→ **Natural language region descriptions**
****************************************
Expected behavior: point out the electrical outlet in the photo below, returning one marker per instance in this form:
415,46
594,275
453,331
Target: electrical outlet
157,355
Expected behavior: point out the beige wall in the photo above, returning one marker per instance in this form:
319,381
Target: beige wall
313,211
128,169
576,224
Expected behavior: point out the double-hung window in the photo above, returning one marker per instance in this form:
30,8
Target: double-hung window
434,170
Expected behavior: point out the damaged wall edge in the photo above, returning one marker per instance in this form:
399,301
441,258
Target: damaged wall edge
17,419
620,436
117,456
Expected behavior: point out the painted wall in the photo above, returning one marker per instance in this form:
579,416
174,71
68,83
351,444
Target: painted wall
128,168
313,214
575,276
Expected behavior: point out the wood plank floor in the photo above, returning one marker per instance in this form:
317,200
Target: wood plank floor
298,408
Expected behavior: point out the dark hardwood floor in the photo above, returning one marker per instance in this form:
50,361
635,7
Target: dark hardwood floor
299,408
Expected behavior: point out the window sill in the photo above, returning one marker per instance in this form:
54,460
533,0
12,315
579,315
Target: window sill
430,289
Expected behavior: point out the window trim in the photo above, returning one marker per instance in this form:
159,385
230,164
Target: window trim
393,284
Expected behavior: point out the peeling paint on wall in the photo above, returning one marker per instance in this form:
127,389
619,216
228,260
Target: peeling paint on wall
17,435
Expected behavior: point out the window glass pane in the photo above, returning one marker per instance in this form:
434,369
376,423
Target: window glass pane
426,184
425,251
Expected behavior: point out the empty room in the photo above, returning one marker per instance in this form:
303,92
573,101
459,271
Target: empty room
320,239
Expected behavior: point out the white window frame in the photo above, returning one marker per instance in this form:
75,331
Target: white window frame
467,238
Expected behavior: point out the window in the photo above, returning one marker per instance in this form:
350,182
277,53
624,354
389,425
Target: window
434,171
****************************************
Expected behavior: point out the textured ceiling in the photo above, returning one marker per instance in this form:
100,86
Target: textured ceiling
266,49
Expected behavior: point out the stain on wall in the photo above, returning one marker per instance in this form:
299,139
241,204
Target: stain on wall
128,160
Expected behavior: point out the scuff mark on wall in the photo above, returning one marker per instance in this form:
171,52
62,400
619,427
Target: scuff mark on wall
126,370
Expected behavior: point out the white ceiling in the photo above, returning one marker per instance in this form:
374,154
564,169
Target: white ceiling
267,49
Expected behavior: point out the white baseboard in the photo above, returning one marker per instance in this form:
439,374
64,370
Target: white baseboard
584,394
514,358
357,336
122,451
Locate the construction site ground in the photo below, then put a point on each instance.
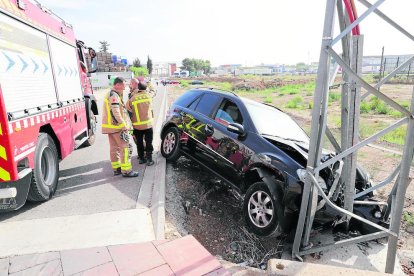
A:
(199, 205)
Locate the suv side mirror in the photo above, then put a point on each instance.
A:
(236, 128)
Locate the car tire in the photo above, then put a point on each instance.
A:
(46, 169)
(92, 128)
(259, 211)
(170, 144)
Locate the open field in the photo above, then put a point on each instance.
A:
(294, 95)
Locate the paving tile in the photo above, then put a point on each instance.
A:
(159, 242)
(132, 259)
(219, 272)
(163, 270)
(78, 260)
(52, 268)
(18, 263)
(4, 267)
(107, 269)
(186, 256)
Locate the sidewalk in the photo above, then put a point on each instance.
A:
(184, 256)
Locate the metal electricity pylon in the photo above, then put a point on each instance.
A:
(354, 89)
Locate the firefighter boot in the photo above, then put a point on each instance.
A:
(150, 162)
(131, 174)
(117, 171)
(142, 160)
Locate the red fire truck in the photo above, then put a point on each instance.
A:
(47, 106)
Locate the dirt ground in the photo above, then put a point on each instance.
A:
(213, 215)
****************************************
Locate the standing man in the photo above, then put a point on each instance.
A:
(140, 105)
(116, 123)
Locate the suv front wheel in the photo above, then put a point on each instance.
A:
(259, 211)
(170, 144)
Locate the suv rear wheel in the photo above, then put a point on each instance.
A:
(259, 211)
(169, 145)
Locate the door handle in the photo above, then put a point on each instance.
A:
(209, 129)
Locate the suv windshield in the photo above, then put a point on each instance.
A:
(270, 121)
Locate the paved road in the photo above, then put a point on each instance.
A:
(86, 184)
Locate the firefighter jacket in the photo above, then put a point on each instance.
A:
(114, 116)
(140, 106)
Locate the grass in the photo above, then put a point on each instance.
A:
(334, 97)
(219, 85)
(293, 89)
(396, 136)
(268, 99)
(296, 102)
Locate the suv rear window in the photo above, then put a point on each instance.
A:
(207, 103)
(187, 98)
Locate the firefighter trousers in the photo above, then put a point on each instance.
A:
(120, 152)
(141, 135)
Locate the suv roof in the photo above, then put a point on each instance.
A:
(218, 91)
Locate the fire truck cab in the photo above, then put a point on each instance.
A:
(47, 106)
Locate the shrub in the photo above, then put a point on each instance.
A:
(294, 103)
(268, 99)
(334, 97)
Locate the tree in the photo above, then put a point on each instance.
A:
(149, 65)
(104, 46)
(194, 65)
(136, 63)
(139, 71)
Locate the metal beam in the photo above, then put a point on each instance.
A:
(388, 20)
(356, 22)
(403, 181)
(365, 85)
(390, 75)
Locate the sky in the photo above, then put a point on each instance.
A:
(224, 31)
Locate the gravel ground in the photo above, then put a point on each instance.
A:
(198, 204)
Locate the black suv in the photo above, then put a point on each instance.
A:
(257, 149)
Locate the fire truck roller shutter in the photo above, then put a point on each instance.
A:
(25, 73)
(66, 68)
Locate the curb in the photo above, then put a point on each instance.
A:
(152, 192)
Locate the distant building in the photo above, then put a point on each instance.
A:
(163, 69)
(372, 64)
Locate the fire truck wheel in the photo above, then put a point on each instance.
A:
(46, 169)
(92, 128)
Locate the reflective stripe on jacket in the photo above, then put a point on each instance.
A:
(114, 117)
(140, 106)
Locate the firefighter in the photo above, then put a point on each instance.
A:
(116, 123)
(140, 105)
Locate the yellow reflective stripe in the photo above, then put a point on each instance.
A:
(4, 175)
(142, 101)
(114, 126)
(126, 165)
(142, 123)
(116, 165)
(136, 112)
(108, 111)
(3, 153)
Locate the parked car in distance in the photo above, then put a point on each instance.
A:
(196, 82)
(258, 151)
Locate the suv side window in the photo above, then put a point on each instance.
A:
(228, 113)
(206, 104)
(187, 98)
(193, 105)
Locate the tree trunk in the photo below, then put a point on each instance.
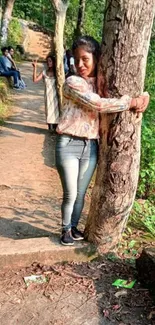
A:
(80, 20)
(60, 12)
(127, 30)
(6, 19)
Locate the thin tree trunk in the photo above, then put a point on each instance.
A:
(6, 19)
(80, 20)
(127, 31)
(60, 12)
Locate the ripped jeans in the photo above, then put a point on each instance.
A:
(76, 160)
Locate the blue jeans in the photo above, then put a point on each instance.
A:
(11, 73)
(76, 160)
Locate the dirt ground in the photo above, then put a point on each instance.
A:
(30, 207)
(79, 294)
****************************************
→ **DIRECTIONS**
Set down, exactly as written above, each line from the one with "Locate the construction" through the one with "Locate the paving", and skip the pictures.

→ **SOLUTION**
Locate the construction site ground in the photo below, then put a point on each instance.
A:
(199, 205)
Locate the suv side mirror in the photo above, then put a point on each instance.
A:
(236, 128)
Locate the car tire in the photo above, then put a point on each instance.
A:
(46, 169)
(92, 128)
(259, 211)
(170, 144)
Locate the open field in the photo above, then put a point on each instance.
A:
(294, 95)
Locate the paving tile in the photo above, then put a point on each instance.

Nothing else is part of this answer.